JP: At the time we were interested in presenting the band on film. We had already shot the Royal Albert Hall shows in 1970, but by 1973 we had moved on so far in such a short time that we felt the Albert Hall footage was passe in every respect. We looked and dressed differently, and the whole communicative quality of the music had been improved. We also had another two albums under our belt, so the 1970 shows were quite clearly behind us.
We also felt we could do a more professional job, using multiple cameras and more sophisticated equipment. Prior to the three Madison Square Garden shows in New York, the film crew came to two dates to prepare camera angles and quickly realized that there were huge gaps in the filming. The crew hadn’t covered basic things, like filming the verses to certain songs! We surmised that they were probably stoned; it was quite as simple as that. Everybody was stoned at the time, but at least we did our job. [laughs]
GW: From what I understand, it was at this time that the band came up with the idea for each member to film a fantasy sequence that would cover these massive gaps in the film.
JP: Yes. It was our solution to that problem. The director, Joe Massot, was asked to work with members of the band to develop their own segment.
GW: Which was your favorite?
JP: I really liked John Bonham’s. It really captured his essence as a family man. It was fun and the flip side of his roaring stage persona. In many ways, it reflected the way we all were at home.
GW: How were the fantasy sequences developed? Did you guys discuss them with each other beforehand?
JP: Not really. I knew what I wanted to do, and Robert did, too - storming the castle and all of that.
GW: When you saw the segments put together, did any of them surprise you? Was the band mutually respectful of one another’s sequence?
JP: In those days, I think being mutually respectful still meant there could be some piss taking. [laughs] I’m sure there were nudges behind people’s backs, and fair enough! I mean it was hard to find the dividing line between doing a fantasy sequence in a rock and roll film and trying to be a star of the silver screen.
GW: John’s segment might’ve been fun, but yours was the most striking.
JP: I had very strong ideas about my segment. I wanted to be filmed climbing this mountain face by my house in Loch Ness on the night of a full moon. Massot was astonished, because the night was perfect and the location was just how I wanted it to be. We shot it in December, so there was snow on the ground and these great clouds going past the full moon. We created this scaffold for filming the shot, and everything was perfect and ready to go, but I’d forgot the most obvious thing: that I was going to have to do multiple takes climbing up and down this rather steep mountain. It was actually easy climbing up, but it was difficult getting down. I kept thinking, What have I done! It was bloody cold up there, too, I know that much!
GW: At one point in your segment, you’re dressed as a hermit and you rapidly age into an old man. How was that done?

Rows from a box labeling dataset
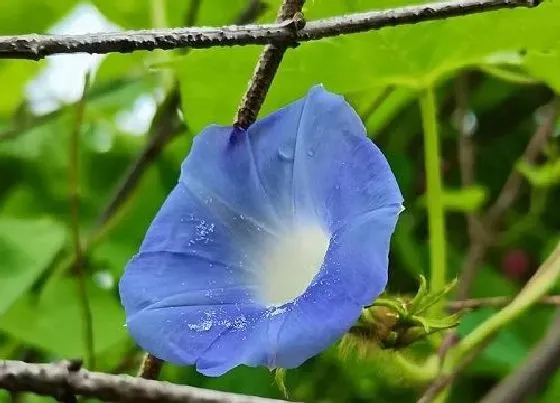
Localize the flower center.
[259,226,330,306]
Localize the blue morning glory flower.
[120,86,403,376]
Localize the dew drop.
[188,320,212,332]
[278,146,294,162]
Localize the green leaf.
[0,60,42,116]
[0,218,65,315]
[0,278,127,358]
[418,185,488,212]
[458,309,529,374]
[443,185,488,212]
[523,48,560,93]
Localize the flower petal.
[120,87,402,375]
[249,86,403,231]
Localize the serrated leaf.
[0,218,65,315]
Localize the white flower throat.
[258,226,330,306]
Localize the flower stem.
[420,87,446,313]
[455,243,560,358]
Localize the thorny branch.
[0,0,538,60]
[234,0,305,129]
[0,360,296,403]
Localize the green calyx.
[350,276,460,349]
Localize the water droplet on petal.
[278,145,295,162]
[188,320,212,332]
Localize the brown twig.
[480,310,560,403]
[235,0,268,25]
[136,353,163,379]
[0,0,537,60]
[417,341,489,403]
[234,0,305,129]
[68,73,95,368]
[486,97,560,227]
[456,97,560,300]
[0,360,296,403]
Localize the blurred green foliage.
[0,0,560,403]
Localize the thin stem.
[420,88,446,312]
[68,74,95,369]
[234,0,305,129]
[480,311,560,403]
[136,353,163,379]
[455,243,560,357]
[447,295,560,311]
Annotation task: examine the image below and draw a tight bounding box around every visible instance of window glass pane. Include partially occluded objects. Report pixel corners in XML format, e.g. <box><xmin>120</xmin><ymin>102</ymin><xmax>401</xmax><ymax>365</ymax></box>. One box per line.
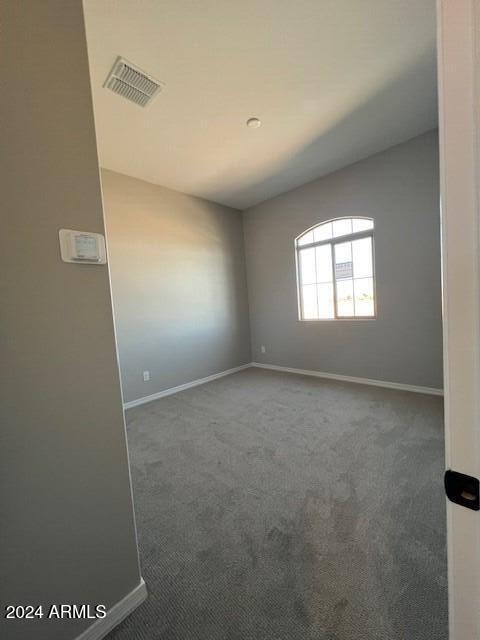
<box><xmin>332</xmin><ymin>218</ymin><xmax>352</xmax><ymax>238</ymax></box>
<box><xmin>313</xmin><ymin>222</ymin><xmax>332</xmax><ymax>242</ymax></box>
<box><xmin>317</xmin><ymin>282</ymin><xmax>335</xmax><ymax>318</ymax></box>
<box><xmin>316</xmin><ymin>244</ymin><xmax>332</xmax><ymax>282</ymax></box>
<box><xmin>302</xmin><ymin>284</ymin><xmax>318</xmax><ymax>320</ymax></box>
<box><xmin>335</xmin><ymin>242</ymin><xmax>353</xmax><ymax>280</ymax></box>
<box><xmin>297</xmin><ymin>231</ymin><xmax>313</xmax><ymax>247</ymax></box>
<box><xmin>352</xmin><ymin>238</ymin><xmax>373</xmax><ymax>278</ymax></box>
<box><xmin>337</xmin><ymin>280</ymin><xmax>354</xmax><ymax>316</ymax></box>
<box><xmin>354</xmin><ymin>278</ymin><xmax>375</xmax><ymax>316</ymax></box>
<box><xmin>299</xmin><ymin>247</ymin><xmax>317</xmax><ymax>284</ymax></box>
<box><xmin>352</xmin><ymin>218</ymin><xmax>373</xmax><ymax>233</ymax></box>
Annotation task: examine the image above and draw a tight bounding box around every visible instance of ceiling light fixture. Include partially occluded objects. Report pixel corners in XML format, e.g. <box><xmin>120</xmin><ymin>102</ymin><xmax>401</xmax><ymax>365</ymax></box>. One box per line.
<box><xmin>247</xmin><ymin>118</ymin><xmax>262</xmax><ymax>129</ymax></box>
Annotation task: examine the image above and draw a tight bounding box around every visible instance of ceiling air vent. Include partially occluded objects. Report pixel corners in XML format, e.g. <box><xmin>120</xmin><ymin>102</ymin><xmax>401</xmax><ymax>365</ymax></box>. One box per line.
<box><xmin>103</xmin><ymin>57</ymin><xmax>162</xmax><ymax>107</ymax></box>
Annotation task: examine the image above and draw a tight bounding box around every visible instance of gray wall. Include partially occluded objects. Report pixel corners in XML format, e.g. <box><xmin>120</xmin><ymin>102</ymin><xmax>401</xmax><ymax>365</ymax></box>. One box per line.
<box><xmin>0</xmin><ymin>0</ymin><xmax>140</xmax><ymax>640</ymax></box>
<box><xmin>244</xmin><ymin>132</ymin><xmax>442</xmax><ymax>387</ymax></box>
<box><xmin>102</xmin><ymin>170</ymin><xmax>250</xmax><ymax>401</ymax></box>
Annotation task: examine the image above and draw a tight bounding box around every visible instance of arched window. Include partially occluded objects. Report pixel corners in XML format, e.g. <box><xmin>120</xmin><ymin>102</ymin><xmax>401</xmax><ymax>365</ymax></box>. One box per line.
<box><xmin>295</xmin><ymin>217</ymin><xmax>375</xmax><ymax>320</ymax></box>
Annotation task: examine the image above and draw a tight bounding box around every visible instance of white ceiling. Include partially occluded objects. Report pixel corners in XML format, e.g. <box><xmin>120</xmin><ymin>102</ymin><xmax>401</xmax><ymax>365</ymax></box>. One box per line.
<box><xmin>84</xmin><ymin>0</ymin><xmax>437</xmax><ymax>209</ymax></box>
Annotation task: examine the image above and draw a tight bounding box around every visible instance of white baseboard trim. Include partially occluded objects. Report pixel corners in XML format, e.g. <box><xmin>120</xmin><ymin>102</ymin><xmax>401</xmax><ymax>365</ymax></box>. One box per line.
<box><xmin>123</xmin><ymin>362</ymin><xmax>252</xmax><ymax>409</ymax></box>
<box><xmin>251</xmin><ymin>362</ymin><xmax>443</xmax><ymax>396</ymax></box>
<box><xmin>76</xmin><ymin>578</ymin><xmax>148</xmax><ymax>640</ymax></box>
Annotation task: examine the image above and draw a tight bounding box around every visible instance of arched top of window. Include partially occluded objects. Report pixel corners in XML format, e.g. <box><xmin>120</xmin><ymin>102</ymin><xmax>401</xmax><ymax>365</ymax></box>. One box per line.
<box><xmin>295</xmin><ymin>217</ymin><xmax>376</xmax><ymax>320</ymax></box>
<box><xmin>297</xmin><ymin>217</ymin><xmax>373</xmax><ymax>247</ymax></box>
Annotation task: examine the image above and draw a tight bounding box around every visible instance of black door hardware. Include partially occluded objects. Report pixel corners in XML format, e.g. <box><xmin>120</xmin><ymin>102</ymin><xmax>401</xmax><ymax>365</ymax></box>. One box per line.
<box><xmin>445</xmin><ymin>469</ymin><xmax>480</xmax><ymax>511</ymax></box>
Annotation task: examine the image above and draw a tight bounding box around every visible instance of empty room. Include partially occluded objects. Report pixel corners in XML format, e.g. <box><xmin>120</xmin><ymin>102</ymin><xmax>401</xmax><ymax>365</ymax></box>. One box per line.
<box><xmin>0</xmin><ymin>0</ymin><xmax>480</xmax><ymax>640</ymax></box>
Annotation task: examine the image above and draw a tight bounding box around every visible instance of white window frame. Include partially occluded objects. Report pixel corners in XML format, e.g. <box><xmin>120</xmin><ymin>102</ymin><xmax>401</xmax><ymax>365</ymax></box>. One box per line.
<box><xmin>295</xmin><ymin>216</ymin><xmax>377</xmax><ymax>322</ymax></box>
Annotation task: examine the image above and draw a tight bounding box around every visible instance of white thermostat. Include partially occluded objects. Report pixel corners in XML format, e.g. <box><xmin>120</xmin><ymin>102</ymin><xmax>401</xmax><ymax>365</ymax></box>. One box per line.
<box><xmin>58</xmin><ymin>229</ymin><xmax>107</xmax><ymax>264</ymax></box>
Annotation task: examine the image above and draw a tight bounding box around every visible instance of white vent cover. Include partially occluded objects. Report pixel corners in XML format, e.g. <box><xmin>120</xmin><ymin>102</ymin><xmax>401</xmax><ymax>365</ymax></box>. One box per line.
<box><xmin>103</xmin><ymin>57</ymin><xmax>162</xmax><ymax>107</ymax></box>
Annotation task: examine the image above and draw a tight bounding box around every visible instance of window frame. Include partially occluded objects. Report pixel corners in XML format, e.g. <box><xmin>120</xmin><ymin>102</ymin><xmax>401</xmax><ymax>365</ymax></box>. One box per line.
<box><xmin>294</xmin><ymin>216</ymin><xmax>377</xmax><ymax>322</ymax></box>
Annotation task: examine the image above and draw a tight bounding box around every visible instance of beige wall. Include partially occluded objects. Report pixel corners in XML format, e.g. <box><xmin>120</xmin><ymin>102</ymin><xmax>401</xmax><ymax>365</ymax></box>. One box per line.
<box><xmin>102</xmin><ymin>170</ymin><xmax>250</xmax><ymax>402</ymax></box>
<box><xmin>0</xmin><ymin>0</ymin><xmax>140</xmax><ymax>640</ymax></box>
<box><xmin>244</xmin><ymin>131</ymin><xmax>442</xmax><ymax>387</ymax></box>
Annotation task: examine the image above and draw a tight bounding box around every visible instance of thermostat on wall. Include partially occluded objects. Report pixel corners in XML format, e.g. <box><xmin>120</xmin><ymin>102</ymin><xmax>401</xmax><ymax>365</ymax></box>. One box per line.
<box><xmin>58</xmin><ymin>229</ymin><xmax>107</xmax><ymax>264</ymax></box>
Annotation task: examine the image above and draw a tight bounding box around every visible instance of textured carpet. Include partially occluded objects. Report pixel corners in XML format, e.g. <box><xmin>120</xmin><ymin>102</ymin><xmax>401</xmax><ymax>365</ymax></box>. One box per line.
<box><xmin>104</xmin><ymin>369</ymin><xmax>448</xmax><ymax>640</ymax></box>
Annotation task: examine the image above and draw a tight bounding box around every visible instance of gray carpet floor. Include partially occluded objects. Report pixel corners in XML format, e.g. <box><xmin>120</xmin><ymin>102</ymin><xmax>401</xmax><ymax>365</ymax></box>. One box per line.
<box><xmin>108</xmin><ymin>369</ymin><xmax>448</xmax><ymax>640</ymax></box>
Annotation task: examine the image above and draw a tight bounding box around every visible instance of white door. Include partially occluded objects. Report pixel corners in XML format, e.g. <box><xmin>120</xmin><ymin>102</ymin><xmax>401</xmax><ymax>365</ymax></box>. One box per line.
<box><xmin>437</xmin><ymin>0</ymin><xmax>480</xmax><ymax>640</ymax></box>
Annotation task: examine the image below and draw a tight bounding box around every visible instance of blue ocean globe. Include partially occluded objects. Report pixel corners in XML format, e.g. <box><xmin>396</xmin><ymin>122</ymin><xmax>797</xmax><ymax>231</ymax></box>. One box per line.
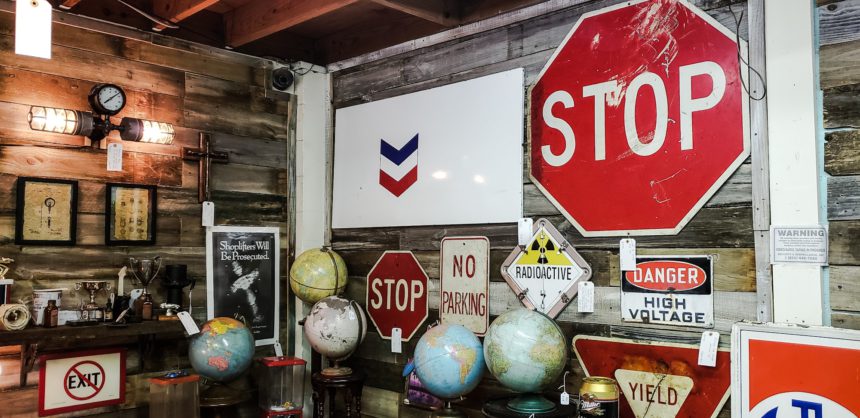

§ **Stated goal**: According to the interview above, who directed the film?

§ **Final answer**: Joe Massot.